**Written request**: List every line in the records below that contains the word "four", copying each one in full.

**Records**:
↓
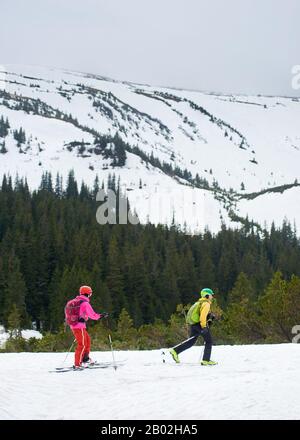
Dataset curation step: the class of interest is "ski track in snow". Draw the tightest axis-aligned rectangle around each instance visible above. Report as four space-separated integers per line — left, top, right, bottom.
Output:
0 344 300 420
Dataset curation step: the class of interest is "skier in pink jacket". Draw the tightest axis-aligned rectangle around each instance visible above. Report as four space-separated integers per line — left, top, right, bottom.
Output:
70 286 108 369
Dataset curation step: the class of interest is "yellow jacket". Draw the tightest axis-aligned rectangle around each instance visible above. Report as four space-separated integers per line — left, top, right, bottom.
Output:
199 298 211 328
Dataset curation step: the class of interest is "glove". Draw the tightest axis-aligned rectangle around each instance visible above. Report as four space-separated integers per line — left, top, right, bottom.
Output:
↑
↓
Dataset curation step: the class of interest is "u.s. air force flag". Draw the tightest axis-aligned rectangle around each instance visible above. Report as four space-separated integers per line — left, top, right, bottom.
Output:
↑
**The output**:
Dataset curation step: the class of interest is "ski track in snow". Draw the tightest axis-aligned rectangle around each instance visible above. Report as four space-separated integers per line — left, top, right, bottom.
Dataset curation step: the class of interest is "skier in pink jacket". Draw the tightest axis-aligned rectangle around each instance visible above. Report as four space-separated integers per line — left, top, right, bottom.
Dataset curation step: the class of interest is "yellow jacket". Draw the tightest axis-aligned rectangle around each instance visible above. Report as four space-separated integers per line — left, top, right, bottom.
Dataset curation step: the class of interest is "glove". Draw the tightest axis-aligned rectangle around each instance visible above. Report as four space-separated integers per line — left, top, right, bottom.
Dataset curation step: the class of interest is "u.s. air force flag". Draw the tightest axis-aligned rectangle around each instance visible above. Report as four space-separated integers per line — left, top, right, bottom.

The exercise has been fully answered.